Goal of the exercise: Write the listing out again word for word, skipping each picture.

——————————

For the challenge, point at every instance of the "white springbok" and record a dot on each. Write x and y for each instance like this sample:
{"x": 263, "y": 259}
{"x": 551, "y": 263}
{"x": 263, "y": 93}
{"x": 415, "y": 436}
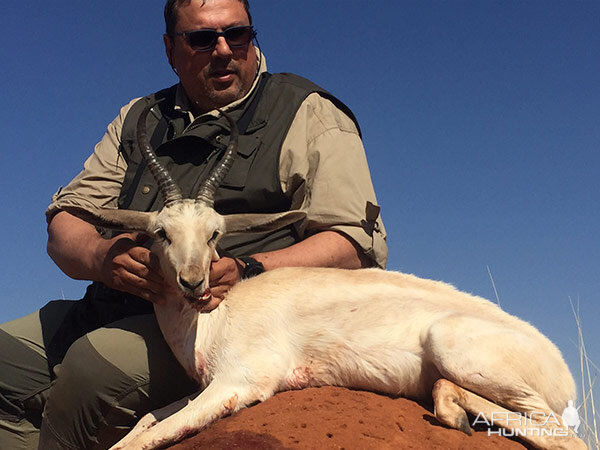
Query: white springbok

——————————

Exercise response:
For the challenge, point at every instance of the "white springbok" and record a dot on each. Write x and y for each instance like this sample:
{"x": 263, "y": 259}
{"x": 551, "y": 263}
{"x": 263, "y": 93}
{"x": 415, "y": 436}
Query: white springbok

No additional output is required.